## What you need to do
Quote the following listing verbatim, reproducing every line in its original order.

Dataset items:
--- BEGIN ---
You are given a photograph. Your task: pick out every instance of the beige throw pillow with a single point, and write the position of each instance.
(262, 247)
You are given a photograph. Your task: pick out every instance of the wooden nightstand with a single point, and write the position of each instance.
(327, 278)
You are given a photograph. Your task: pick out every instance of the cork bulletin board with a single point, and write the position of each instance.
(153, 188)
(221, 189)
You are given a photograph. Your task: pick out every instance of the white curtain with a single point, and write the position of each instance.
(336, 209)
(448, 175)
--- END ---
## Exercise output
You are given a photograph. Your task: pick out every instance of the beige throw pillow with a single point, and write the position of each instance.
(262, 247)
You are given a photograph. Your task: pick out every instance of the wooden nightstand with a single point, and write the position of each instance.
(327, 278)
You are given a photograph. Your task: pick out every instance of the cork bulletin board with a single point, and write the position of each instance.
(153, 188)
(221, 189)
You are given a photograph. Your task: pick out every instance of the white curtain with a single point, and write the position of each instance.
(336, 209)
(448, 175)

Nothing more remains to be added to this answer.